Une noisette, un livre
Sur les traces de George Orwell
Adrien Jaulmes
De
George Orwell, de son vrai nom Eric Arthur Blair, on a l’impression de tout
connaître et pourtant de ne rien savoir. Souvent dénigré de son vivant, il est devenu adulé
depuis sa disparition.
Adrien
Jaulmes publie une biographie de l’auteur britannique qui ravira ses
inconditionnels et ceux qui le sont moins.
Le
choix du journaliste pour décrire le parcours de George Orwell est simple : chronologique, d’Eton jusqu'à l’écriture de
1984. On passe de l’élève médiocre à sa première expérience étrangère en
Birmanie où est présente sa famille. Là, il ressent ses premiers rejets
politiques en découvrant avec écœurement l’impérialisme et la société coloniale, et, écrira son premier roman « Une histoire birmane ». En même temps,
il développe ce don qu’il a pour les langues et apprend l’hindi, le birman et
le dialecte karen. Ce séjour de cinq années marquera à vie George Orwell et
sera la base de son engagement et de son œuvre.
────────────────────
## TÂCHE A:
Mettez dans une liste JSON de chaînes les lignes des enregistrements allant de la ligne contenant « A test script needs to interact with the creamy » jusqu'à la fin des enregistrements, bornes comprises. Une chaîne par ligne, sans les lignes vides.
Le texte et les enregistrements n'ont aucun rapport entre eux.

## Entrées d'annotation de coordonnées:
────────────────────
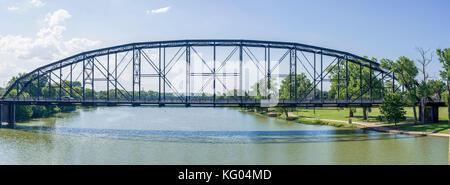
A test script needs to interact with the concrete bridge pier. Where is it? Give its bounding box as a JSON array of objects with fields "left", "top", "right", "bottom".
[{"left": 0, "top": 104, "right": 16, "bottom": 128}]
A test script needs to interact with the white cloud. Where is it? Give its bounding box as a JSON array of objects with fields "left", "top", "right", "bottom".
[
  {"left": 45, "top": 9, "right": 72, "bottom": 26},
  {"left": 0, "top": 9, "right": 100, "bottom": 86},
  {"left": 30, "top": 0, "right": 45, "bottom": 7},
  {"left": 8, "top": 6, "right": 19, "bottom": 11},
  {"left": 147, "top": 6, "right": 170, "bottom": 14}
]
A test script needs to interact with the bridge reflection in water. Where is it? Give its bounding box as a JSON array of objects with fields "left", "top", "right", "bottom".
[{"left": 0, "top": 40, "right": 401, "bottom": 127}]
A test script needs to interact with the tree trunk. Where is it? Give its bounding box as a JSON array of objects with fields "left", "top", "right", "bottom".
[
  {"left": 413, "top": 103, "right": 417, "bottom": 125},
  {"left": 420, "top": 98, "right": 425, "bottom": 125},
  {"left": 363, "top": 107, "right": 367, "bottom": 121},
  {"left": 284, "top": 108, "right": 289, "bottom": 120}
]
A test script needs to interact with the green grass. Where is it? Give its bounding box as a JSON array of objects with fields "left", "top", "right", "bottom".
[
  {"left": 294, "top": 107, "right": 448, "bottom": 122},
  {"left": 294, "top": 119, "right": 357, "bottom": 128},
  {"left": 392, "top": 121, "right": 450, "bottom": 134}
]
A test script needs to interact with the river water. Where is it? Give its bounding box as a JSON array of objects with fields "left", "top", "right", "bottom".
[{"left": 0, "top": 106, "right": 449, "bottom": 164}]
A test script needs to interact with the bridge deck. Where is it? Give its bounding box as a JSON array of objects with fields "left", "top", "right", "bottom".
[{"left": 0, "top": 98, "right": 382, "bottom": 107}]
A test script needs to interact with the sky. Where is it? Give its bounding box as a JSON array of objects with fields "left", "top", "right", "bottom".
[{"left": 0, "top": 0, "right": 450, "bottom": 87}]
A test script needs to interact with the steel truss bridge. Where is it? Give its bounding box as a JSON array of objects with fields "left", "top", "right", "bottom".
[{"left": 0, "top": 40, "right": 400, "bottom": 112}]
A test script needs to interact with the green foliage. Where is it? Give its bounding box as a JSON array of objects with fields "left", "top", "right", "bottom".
[
  {"left": 426, "top": 80, "right": 446, "bottom": 97},
  {"left": 279, "top": 73, "right": 313, "bottom": 99},
  {"left": 380, "top": 93, "right": 406, "bottom": 125},
  {"left": 249, "top": 78, "right": 278, "bottom": 99},
  {"left": 329, "top": 57, "right": 382, "bottom": 99},
  {"left": 436, "top": 48, "right": 450, "bottom": 82}
]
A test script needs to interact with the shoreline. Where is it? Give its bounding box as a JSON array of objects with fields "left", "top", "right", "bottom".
[{"left": 243, "top": 109, "right": 450, "bottom": 138}]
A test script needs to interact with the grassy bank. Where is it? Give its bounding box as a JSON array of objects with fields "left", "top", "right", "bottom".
[
  {"left": 293, "top": 107, "right": 448, "bottom": 123},
  {"left": 243, "top": 107, "right": 450, "bottom": 133},
  {"left": 388, "top": 121, "right": 450, "bottom": 134},
  {"left": 294, "top": 118, "right": 358, "bottom": 128}
]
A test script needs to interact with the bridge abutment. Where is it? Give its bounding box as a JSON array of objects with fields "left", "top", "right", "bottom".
[{"left": 0, "top": 104, "right": 16, "bottom": 128}]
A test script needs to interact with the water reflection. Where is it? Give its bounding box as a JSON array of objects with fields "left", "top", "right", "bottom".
[{"left": 17, "top": 126, "right": 421, "bottom": 144}]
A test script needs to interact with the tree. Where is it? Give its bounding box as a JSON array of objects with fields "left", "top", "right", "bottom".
[
  {"left": 328, "top": 57, "right": 382, "bottom": 120},
  {"left": 380, "top": 93, "right": 406, "bottom": 126},
  {"left": 380, "top": 56, "right": 423, "bottom": 124},
  {"left": 436, "top": 48, "right": 450, "bottom": 124},
  {"left": 278, "top": 73, "right": 313, "bottom": 119},
  {"left": 427, "top": 80, "right": 446, "bottom": 98},
  {"left": 417, "top": 47, "right": 433, "bottom": 82},
  {"left": 249, "top": 78, "right": 278, "bottom": 99}
]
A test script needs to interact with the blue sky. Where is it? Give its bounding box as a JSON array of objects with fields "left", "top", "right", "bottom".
[{"left": 0, "top": 0, "right": 450, "bottom": 86}]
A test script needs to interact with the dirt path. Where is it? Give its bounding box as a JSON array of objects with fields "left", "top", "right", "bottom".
[{"left": 288, "top": 112, "right": 450, "bottom": 138}]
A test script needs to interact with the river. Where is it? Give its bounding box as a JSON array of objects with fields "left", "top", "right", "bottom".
[{"left": 0, "top": 106, "right": 449, "bottom": 164}]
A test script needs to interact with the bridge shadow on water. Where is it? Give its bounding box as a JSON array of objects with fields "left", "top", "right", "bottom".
[{"left": 16, "top": 125, "right": 423, "bottom": 144}]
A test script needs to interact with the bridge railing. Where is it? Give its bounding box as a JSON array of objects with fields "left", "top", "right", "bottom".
[{"left": 3, "top": 97, "right": 382, "bottom": 105}]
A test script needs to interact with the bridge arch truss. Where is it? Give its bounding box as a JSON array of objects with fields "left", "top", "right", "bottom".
[{"left": 1, "top": 40, "right": 400, "bottom": 106}]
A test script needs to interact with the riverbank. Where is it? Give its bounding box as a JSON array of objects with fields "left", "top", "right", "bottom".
[{"left": 243, "top": 108, "right": 450, "bottom": 138}]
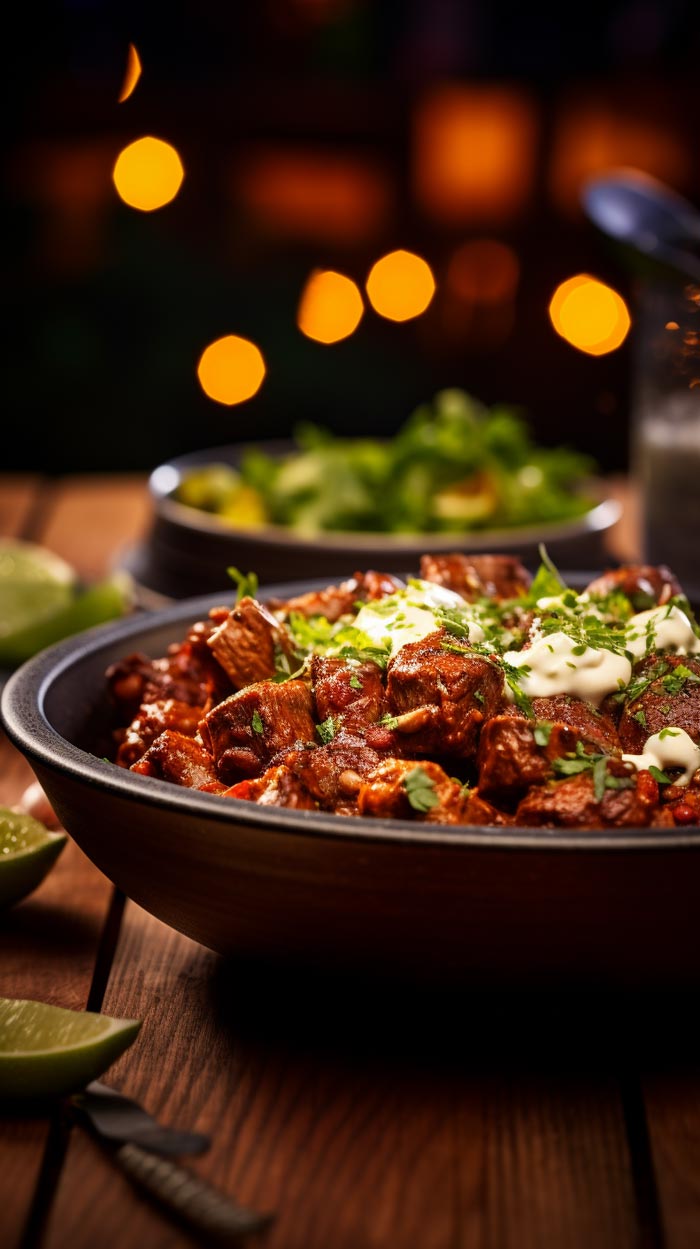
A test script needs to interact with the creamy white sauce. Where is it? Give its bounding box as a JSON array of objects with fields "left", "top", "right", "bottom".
[
  {"left": 504, "top": 632, "right": 633, "bottom": 707},
  {"left": 623, "top": 727, "right": 700, "bottom": 784},
  {"left": 626, "top": 605, "right": 700, "bottom": 659},
  {"left": 353, "top": 581, "right": 485, "bottom": 654}
]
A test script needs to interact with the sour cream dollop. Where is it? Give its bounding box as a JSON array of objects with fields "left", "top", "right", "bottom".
[
  {"left": 626, "top": 603, "right": 700, "bottom": 659},
  {"left": 623, "top": 728, "right": 700, "bottom": 784},
  {"left": 505, "top": 632, "right": 633, "bottom": 707},
  {"left": 353, "top": 581, "right": 485, "bottom": 656}
]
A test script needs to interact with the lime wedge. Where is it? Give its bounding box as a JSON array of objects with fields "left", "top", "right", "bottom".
────────────────────
## TÂCHE B:
Quelles langues George Orwell apprend-il en Birmanie d'après le texte sur Orwell ?

## RÉPONSE COMPLÈTE A:
[
  "A test script needs to interact with the creamy white sauce. Where is it? Give its bounding box as a JSON array of objects with fields \"left\", \"top\", \"right\", \"bottom\".",
  "[",
  "  {\"left\": 504, \"top\": 632, \"right\": 633, \"bottom\": 707},",
  "  {\"left\": 623, \"top\": 727, \"right\": 700, \"bottom\": 784},",
  "  {\"left\": 626, \"top\": 605, \"right\": 700, \"bottom\": 659},",
  "  {\"left\": 353, \"top\": 581, \"right\": 485, \"bottom\": 654}",
  "]",
  "A test script needs to interact with the sour cream dollop. Where is it? Give its bounding box as a JSON array of objects with fields \"left\", \"top\", \"right\", \"bottom\".",
  "[",
  "  {\"left\": 626, \"top\": 603, \"right\": 700, \"bottom\": 659},",
  "  {\"left\": 623, \"top\": 728, \"right\": 700, \"bottom\": 784},",
  "  {\"left\": 505, \"top\": 632, \"right\": 633, \"bottom\": 707},",
  "  {\"left\": 353, \"top\": 581, \"right\": 485, \"bottom\": 656}",
  "]",
  "A test script needs to interact with the lime wedge. Where is it? Give its bounding box as a JSON array of objects with fields \"left\", \"top\", \"right\", \"bottom\"."
]

## RÉPONSE COMPLÈTE B:
L'hindi, le birman et le dialecte karen.